## [Exercise text]
Reference genome names are composed of an acronym of the organization that prepared the reference genome e.g. GRCh stands for Genome Reference Consortium human, and a number that represents the version of the reference genome.
For some organisms we provide several genomes, e.g. there are 3 reference genomes for H. sapiens. What are the differences between these reference genomes“ And how do you chose the correct one“ The answer is not so straightforward and depends on several factors - let's discuss each of them:
1) Versions of the reference genome For instance: Homo sapiens GRCh37.75 (unmasked) vs GRCh38.80 (unmasked) The numbers correspond to versions (or "builds") of the reference genome - the higher the number, the more recent the version. We generally recommend you use the latest version possible. One thing to remember is that for the newest genome builds, it's likely that resources such as genome annotations and functional information will be limited, as it takes time for Ensembl/ UCSC to integrate additional genomic data with the new build.
2) One organism - many strains K12 and O103:H2 are two different strains of E.coli. K12 is an innocuous strain commonly used in various labs around the world. O103:H2 is a pathogenic strains, commonly isolated from human cases in Europe. Depending on your experiment, you should choose a matching reference genome.
3) Masked, soft-masked and unmasked genomes There are three types of Ensembl reference genomes: unmasked, soft-masked and masked. Generally speaking, it's recommended to use unmasked reference genomes builds for alignment. Masking is used to detect and conceal interspersed repeats and low complexity DNA regions so that they could be processed properly by alignment tools.
When a genome is "masked", all repeats and low complexity regions are hidden away and replaced with "N"s, so that they will not be aligned to.
Masked reference genomes are also known as hard-masked DNA sequences. Repetitive and low complexity DNA regions are detected and replaced with 'N's. The use of masked genome may adversely affect the analysis results, leading to wrong read mapping and incorrect variant calls.
When should you use a masked genome We generally don't recommend using masked genome, as it relates to the loss of information (after mapping, some "unique" sequences may not be truly unique) and does not guarantee 100% accuracy and sensitivity (e.g. masking cannot be absolutely perfect). Moreover, it can lead to the increase in number of falsely mapped reads.
Soft-masked — repeated and low complexity regions are still presented in the genome, but they have been replaced with lowercased versions of their nucleic base.
In soft-masked reference genomes, repeats and low complexity regions are also detected but in this case they are masked by converting to a lowercase variants of the base (e.g. acgt).
When should you use a soft-masked genome The soft-masked sequence does contain repeats indicated by lowercase letters, so the use of soft-masked reference could improve the quality of the mapping without detriment to sensitivity. But it should be noted that most of the alignment tools do not take into account soft-masked regions, for example BWA, tophat, bowtie2 tools always use all bases in alignment weather they are in lowercase nucleotide or not. That is why, there is no actual benefit from the use of soft masked genome in comparison with unmasked one. Sometimes you'll also see repeat-masked genomes. What are they Masking can be performed by special tools, like RepeatMasker. The tool goes through DNA sequence looking for repeats and low-complexity regions. By default, the tool replaces the found bases with "N"s.
Unmasked — an "unmasked" genome contains all repeats and low complexity regions without any changes.
When should you use an unmasked genome We recommend you use unmasked genome when you don't want to lose any information. If you want to perform filtering, it's better to do it after the mapping step.
Example: To perform WES analysis, we recommend you use an unmasked reference genome of the latest releases and assemblies (e.g. Homo sapiens / GRCh37.75 (unmasked) for human samples).

## [Brief 1]
In the reference genome text, copy the part that opens with the words "Reference genome names" and closes with "the reference genome.", switching "acronym" for "abbreviation".
## [Brief 2]
According to the reference genome text, why is there no actual benefit from using a soft-masked genome instead of an unmasked one?
## [Brief 3]
Translate this sentence from the reference genome text into Spanish: "K12 is an innocuous strain commonly used in various labs around the world."
The lines of collected data play no role here.

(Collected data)

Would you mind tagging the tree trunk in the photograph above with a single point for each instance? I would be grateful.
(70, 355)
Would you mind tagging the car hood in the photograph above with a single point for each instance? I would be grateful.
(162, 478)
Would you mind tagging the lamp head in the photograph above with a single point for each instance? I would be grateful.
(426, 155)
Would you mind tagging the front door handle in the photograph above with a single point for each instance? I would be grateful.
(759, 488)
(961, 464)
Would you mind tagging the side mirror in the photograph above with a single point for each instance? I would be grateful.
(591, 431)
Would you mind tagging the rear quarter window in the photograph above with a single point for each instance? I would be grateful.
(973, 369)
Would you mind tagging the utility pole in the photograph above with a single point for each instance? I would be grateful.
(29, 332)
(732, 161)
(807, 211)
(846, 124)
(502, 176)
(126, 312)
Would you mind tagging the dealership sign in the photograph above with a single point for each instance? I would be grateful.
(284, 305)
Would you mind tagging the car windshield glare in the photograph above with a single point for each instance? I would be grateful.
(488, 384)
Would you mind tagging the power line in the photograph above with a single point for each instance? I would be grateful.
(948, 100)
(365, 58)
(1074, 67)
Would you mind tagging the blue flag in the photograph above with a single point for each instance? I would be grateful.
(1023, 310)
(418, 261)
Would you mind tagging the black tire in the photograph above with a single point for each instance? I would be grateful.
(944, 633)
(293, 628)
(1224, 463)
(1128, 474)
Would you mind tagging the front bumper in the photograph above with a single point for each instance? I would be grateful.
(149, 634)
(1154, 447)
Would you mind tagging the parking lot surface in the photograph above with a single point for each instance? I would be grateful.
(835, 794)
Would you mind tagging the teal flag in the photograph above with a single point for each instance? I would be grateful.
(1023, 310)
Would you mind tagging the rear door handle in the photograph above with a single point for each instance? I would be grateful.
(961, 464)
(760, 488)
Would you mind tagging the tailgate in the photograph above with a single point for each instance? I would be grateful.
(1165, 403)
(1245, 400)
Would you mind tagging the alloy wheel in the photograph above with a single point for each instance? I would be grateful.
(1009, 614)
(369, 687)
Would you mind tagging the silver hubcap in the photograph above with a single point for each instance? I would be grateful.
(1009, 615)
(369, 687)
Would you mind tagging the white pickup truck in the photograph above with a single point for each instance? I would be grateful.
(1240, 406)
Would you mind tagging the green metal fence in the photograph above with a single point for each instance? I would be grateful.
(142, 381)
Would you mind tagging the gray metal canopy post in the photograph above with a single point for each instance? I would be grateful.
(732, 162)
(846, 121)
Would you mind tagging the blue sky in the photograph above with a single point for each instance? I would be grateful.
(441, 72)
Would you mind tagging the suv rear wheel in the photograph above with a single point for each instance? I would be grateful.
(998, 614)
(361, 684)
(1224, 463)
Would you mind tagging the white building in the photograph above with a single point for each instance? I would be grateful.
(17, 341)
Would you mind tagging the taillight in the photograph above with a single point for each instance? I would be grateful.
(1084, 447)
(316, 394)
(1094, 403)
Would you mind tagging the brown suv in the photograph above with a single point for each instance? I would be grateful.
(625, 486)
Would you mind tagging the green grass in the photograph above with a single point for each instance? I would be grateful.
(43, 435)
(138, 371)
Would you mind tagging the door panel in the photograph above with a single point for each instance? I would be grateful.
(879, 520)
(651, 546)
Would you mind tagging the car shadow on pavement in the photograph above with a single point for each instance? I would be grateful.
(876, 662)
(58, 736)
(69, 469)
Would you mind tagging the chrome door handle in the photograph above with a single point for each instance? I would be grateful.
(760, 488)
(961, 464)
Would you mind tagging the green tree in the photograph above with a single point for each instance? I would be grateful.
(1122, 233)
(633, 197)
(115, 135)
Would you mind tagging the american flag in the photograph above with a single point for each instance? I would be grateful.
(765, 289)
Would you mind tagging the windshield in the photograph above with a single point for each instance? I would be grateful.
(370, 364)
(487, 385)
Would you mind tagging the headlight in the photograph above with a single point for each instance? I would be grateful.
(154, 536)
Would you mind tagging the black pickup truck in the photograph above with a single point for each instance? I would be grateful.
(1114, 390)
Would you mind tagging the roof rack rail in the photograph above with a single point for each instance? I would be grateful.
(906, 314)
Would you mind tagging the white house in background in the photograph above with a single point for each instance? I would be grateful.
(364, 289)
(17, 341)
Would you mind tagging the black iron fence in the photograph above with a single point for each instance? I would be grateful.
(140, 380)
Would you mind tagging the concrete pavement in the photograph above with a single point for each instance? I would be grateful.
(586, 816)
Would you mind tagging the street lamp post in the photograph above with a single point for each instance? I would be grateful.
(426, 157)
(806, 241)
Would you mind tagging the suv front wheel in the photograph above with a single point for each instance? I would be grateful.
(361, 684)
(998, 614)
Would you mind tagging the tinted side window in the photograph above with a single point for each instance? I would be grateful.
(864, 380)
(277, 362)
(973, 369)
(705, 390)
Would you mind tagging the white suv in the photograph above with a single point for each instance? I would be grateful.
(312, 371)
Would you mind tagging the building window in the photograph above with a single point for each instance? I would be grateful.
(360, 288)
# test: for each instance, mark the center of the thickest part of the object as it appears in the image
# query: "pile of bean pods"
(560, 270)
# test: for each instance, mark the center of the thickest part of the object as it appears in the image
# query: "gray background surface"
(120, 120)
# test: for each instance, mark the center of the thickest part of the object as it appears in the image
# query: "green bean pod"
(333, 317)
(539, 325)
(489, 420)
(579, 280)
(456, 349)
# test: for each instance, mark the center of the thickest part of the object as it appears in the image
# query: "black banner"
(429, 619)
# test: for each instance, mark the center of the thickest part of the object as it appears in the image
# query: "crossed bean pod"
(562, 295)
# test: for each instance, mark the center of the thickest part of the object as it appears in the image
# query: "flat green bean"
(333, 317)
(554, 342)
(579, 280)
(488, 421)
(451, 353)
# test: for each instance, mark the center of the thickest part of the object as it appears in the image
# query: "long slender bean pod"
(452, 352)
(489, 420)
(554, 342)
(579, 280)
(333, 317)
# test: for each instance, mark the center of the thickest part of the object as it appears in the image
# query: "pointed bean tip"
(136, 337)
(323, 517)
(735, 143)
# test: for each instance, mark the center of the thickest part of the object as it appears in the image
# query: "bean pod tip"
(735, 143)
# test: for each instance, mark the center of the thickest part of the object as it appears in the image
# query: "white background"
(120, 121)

--

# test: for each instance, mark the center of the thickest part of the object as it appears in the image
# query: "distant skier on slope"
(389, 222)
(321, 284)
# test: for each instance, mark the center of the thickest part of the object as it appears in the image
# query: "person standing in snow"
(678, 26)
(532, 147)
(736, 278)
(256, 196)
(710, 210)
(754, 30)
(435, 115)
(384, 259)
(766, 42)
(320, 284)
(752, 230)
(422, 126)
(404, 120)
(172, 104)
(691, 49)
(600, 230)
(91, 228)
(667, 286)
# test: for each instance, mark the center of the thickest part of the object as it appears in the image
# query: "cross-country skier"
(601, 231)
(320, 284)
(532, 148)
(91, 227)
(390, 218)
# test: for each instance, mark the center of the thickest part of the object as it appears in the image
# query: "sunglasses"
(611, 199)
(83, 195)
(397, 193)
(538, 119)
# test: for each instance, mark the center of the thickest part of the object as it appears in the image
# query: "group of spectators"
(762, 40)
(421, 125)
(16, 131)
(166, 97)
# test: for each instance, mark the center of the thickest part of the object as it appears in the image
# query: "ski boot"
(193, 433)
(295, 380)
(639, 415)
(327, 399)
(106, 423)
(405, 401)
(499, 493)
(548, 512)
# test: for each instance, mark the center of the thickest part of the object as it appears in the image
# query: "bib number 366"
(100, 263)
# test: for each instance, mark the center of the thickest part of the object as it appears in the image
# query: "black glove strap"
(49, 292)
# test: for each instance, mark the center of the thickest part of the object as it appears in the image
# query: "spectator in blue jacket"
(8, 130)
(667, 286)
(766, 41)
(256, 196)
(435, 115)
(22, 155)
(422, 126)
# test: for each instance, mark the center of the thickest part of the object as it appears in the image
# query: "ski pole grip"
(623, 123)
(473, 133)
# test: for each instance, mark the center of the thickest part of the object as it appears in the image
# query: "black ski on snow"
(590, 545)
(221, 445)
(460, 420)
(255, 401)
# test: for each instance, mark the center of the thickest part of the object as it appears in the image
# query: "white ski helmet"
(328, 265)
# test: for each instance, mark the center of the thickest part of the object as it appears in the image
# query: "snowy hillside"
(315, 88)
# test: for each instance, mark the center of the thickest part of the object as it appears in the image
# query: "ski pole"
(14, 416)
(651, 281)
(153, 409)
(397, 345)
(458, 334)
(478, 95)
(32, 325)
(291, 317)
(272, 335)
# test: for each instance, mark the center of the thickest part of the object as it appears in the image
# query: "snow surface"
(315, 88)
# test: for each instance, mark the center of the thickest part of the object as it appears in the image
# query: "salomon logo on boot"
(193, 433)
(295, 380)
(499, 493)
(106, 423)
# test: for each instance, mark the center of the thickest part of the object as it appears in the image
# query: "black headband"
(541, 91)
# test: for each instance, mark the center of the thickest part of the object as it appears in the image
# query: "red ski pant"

==

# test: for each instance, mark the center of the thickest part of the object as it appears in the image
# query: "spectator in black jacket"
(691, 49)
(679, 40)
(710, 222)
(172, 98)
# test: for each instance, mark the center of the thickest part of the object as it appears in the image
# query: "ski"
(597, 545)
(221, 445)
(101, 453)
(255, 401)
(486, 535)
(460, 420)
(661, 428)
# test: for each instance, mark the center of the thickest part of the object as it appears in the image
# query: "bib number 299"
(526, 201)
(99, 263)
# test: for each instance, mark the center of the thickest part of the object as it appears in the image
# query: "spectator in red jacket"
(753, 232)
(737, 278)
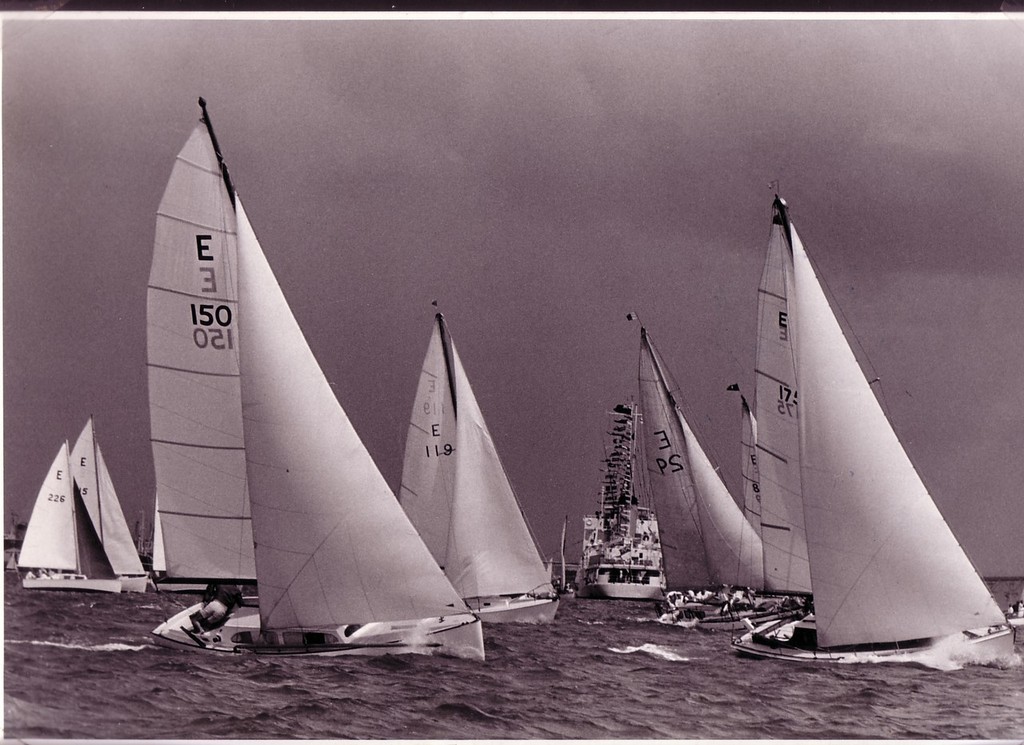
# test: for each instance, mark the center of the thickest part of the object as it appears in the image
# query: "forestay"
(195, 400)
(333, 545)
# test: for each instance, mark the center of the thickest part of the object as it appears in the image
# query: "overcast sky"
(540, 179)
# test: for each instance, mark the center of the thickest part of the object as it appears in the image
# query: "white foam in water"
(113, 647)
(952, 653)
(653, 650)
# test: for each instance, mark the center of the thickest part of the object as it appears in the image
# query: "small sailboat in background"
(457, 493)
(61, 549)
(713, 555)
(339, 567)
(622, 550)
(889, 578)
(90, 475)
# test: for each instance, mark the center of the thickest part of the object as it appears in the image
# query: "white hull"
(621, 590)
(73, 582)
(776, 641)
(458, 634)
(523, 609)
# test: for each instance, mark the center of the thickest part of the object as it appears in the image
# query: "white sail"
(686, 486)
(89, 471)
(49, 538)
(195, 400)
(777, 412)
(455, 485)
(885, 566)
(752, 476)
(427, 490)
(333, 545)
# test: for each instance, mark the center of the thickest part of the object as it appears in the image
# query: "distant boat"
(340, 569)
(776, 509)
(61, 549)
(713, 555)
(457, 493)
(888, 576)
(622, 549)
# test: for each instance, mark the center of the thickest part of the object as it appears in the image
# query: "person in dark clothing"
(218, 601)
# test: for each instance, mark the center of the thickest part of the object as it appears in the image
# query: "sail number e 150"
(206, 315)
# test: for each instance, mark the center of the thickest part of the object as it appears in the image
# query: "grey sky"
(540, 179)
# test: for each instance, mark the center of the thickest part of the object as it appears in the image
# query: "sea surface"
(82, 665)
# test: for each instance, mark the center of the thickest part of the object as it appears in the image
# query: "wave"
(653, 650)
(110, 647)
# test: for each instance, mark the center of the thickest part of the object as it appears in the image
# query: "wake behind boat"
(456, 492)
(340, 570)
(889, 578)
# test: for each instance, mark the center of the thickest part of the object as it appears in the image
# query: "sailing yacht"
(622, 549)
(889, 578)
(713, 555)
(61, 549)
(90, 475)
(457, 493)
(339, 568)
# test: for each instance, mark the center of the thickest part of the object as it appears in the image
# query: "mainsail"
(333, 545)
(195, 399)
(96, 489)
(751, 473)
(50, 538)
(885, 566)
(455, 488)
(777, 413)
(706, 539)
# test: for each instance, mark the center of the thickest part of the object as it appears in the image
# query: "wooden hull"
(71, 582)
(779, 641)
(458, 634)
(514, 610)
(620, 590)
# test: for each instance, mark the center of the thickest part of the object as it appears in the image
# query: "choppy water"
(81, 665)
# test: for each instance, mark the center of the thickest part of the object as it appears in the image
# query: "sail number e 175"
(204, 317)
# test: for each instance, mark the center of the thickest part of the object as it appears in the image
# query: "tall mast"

## [Result 1]
Reference genome names are composed of an abbreviation of the organization that prepared the reference genome e.g. GRCh stands for Genome Reference Consortium human, and a number that represents the version of the reference genome.

## [Result 2]
Most alignment tools do not take soft-masked regions into account. Tools such as BWA, tophat and bowtie2 always use all bases in alignment, whether the nucleotides are lowercase or not.

## [Result 3]
K12 es una cepa inocua que se usa comúnmente en diversos laboratorios de todo el mundo.